### SOURCE
+---+

Chemical information: a field of fuzzy contours ?

Before turning to chemistry, I would recall some facts that I noticed
on the FIS forum:
although many people consider that a unifying definition of
information science is possible (to be constructed),
a number of other people consider that there are many concepts of
information which are not necessarily
the facets of an unique concept, so that it could be better to speak
about "information scienceS",
and not about "information science".
I can read on
<< Information science is an interdisciplinary science primarily
concerned with the
analysis, collection, classification, manipulation, storage, retrieval
and dissemination of information. >>
and some fewer lines above:
<< Information Science consists of having the knowledge and
understanding on how to collect, classify, manipulate, store, retrieve
and disseminate any type of information. >>
Clearly, collecting, storing, and retrieving information let us think
that we must deal with databases.
The question "where is information" is neglected, although answering
it is enlighting:
no doubt that much information is stored in data banks.
There are strong connections of Information Science(s) with Data
Mining (DM) and Knowledge Discovery in Databases (KDD).

Is the situation clearer in chemistry ?

Undoubtly there is a field of chemical information.

The ACS (American Chemical Society) has a Division of Chemical
Information (CINF),
named as such in 1975, but which in fact goes back to 1943
CINF is active and organizes various meetings which can be retrieved on the web.
Visit also, an
informative website.

The ACS publishes the "Journal of Chemical Information and Modeling"
renamed so in 2005
after having been named "Journal of Chemical Information and Computer
Sciences" from 1975 to 2004,
itself being the continuation of the "Journal of Chemical
Documentation" from 1961 to 1974.
In fact, it is the same journal (one volume per year), which turned to
chemical information the same year that CINF received his actual name.

Interestingly, still in 1975, the main cheminformatics lab in France
(in fact the only one in France at this time) was renamed.
The old name was LCOP ("Laboratoire de Chimie Organique Physique"),
and the new name was ITODYS, still in vigor,
meaning until 2001: "Institut de TOpologie et de DYnamique des
Systemes". This name, which can be understood in English due
to the close similarity between the French and the English words, was
partly due to the existence of a distance in the molecular graphs
(this distance is the smaller number of chemical bonds separating two
atoms), and as known, a distance induces a topology:
it clearly acknowledged the cheminformatics aspects of the research
performed in the lab.

+---+

### SUPPLIED DATA
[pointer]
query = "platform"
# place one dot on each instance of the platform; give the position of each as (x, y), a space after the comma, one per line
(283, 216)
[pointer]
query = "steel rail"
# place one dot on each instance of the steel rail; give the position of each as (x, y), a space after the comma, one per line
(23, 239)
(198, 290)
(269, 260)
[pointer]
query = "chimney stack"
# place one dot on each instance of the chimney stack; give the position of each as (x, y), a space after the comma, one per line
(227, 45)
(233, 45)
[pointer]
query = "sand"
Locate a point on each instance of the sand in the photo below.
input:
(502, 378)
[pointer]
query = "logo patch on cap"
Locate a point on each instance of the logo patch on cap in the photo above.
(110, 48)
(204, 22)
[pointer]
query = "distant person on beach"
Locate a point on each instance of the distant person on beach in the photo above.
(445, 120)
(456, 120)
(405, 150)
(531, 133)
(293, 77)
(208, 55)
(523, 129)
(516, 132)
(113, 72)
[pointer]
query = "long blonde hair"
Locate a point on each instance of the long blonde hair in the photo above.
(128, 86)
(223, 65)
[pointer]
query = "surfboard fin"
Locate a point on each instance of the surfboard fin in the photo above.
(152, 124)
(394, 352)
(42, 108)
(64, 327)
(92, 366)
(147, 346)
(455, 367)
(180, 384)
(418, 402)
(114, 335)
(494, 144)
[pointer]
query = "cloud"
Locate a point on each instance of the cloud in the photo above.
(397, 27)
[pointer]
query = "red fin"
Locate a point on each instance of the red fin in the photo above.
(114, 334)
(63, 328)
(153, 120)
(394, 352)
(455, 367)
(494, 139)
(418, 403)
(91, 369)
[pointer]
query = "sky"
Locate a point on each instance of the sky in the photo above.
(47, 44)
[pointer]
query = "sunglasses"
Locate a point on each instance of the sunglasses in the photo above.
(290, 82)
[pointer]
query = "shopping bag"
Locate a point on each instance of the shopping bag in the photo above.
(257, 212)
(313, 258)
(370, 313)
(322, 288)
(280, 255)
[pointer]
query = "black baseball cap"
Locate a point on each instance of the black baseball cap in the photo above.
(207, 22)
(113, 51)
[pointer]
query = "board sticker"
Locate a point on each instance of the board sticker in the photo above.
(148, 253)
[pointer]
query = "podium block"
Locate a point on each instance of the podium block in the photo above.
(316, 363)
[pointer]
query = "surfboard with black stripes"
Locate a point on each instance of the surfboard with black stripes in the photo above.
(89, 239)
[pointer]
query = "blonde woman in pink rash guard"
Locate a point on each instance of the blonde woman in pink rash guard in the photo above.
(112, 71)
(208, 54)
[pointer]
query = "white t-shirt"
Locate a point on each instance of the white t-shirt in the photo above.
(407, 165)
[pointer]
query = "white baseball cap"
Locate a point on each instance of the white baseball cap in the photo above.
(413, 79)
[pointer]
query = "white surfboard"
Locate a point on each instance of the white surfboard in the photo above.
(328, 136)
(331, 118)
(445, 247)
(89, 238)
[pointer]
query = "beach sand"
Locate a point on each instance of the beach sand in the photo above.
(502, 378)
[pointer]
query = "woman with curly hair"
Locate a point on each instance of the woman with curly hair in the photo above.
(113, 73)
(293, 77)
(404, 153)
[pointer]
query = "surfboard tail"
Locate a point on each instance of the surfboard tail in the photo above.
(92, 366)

+---+

### WHAT IS ASKED
Give a three-sentence summary of the piece on chemical information above.

### TASK ANSWER
On the FIS forum, some people think a unifying definition of information science can be built, while others prefer to speak of "information sciences." The quoted definitions stress collecting, storing, and retrieving information, which points to databases and to strong links with data mining and knowledge discovery in databases. Chemistry clearly has a field of chemical information: the ACS Division of Chemical Information took its name in 1975, the ACS journal turned to chemical information that same year, and France's main cheminformatics lab was renamed ITODYS then, a name that acknowledged the cheminformatics side of its research.